**Description of the task:** Check every line of the entries for the string "below" and return the ones that contain it.

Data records
=======

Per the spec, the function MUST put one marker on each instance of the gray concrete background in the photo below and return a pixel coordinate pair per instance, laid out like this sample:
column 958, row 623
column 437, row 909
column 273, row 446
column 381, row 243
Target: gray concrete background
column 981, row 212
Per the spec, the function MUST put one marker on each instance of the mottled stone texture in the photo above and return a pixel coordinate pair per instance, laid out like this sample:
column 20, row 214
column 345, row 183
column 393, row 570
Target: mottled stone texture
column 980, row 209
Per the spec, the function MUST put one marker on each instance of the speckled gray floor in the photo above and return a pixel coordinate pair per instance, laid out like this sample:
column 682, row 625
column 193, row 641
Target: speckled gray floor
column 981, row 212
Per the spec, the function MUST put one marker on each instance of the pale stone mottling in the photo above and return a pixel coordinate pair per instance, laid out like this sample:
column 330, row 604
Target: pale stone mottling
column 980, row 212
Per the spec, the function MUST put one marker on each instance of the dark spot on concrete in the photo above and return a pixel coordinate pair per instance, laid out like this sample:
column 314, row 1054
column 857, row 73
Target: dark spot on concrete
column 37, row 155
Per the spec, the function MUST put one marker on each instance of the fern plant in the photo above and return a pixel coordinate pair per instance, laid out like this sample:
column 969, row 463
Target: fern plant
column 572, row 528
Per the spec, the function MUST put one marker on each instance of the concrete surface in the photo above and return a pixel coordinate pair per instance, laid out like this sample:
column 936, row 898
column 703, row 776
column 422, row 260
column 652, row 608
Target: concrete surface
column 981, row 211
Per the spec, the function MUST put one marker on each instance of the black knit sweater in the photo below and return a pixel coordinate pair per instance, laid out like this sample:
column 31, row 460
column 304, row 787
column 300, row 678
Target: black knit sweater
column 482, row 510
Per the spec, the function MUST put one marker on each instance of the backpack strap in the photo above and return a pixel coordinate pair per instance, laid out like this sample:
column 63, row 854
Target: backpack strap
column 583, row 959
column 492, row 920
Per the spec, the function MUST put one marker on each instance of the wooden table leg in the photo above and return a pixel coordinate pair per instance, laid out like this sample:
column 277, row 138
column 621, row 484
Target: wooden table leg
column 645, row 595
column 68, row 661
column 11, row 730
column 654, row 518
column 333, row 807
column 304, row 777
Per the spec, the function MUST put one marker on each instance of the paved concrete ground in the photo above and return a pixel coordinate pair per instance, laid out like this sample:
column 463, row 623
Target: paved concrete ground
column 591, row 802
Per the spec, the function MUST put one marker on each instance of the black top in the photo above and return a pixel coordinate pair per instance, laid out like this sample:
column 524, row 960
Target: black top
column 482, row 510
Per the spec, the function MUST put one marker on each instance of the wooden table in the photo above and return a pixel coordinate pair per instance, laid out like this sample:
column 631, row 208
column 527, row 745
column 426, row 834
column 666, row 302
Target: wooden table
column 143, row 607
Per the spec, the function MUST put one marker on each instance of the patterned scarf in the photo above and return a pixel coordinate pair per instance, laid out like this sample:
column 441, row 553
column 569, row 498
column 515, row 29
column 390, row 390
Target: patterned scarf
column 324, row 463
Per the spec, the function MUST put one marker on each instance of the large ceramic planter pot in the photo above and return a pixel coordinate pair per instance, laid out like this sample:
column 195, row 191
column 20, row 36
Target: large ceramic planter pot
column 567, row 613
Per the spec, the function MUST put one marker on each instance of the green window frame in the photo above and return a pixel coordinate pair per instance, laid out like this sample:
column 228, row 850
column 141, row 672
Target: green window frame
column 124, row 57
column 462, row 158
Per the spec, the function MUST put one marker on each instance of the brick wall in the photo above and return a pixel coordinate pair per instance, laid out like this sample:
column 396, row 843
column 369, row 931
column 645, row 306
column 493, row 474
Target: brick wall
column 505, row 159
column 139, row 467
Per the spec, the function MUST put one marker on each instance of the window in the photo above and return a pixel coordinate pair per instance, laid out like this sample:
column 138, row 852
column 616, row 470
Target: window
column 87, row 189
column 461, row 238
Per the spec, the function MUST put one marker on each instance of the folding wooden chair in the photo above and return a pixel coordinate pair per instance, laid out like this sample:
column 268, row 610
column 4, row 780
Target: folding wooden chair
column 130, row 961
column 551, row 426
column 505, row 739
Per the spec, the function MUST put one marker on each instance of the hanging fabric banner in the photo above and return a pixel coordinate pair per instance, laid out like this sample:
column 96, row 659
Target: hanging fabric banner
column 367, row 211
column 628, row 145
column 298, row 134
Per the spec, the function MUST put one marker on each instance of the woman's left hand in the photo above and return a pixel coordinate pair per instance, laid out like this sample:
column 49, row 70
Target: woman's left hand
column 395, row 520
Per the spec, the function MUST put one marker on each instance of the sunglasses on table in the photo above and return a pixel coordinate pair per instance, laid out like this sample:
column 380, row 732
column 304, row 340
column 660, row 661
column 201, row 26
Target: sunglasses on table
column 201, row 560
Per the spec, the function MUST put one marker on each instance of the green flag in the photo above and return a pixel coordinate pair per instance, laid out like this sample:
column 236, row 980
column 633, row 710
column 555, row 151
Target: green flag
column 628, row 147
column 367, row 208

=======

**Worked solution:**
Per the spec, the function MUST put one marker on each instance of the gray concrete background in the photo below and return a pixel coordinate pair per instance, laid out like this sample:
Per the spec, the function MUST put one marker on each instance of the black knit sweater in the photo below and return a pixel coordinate pair per instance, laid out like this sample:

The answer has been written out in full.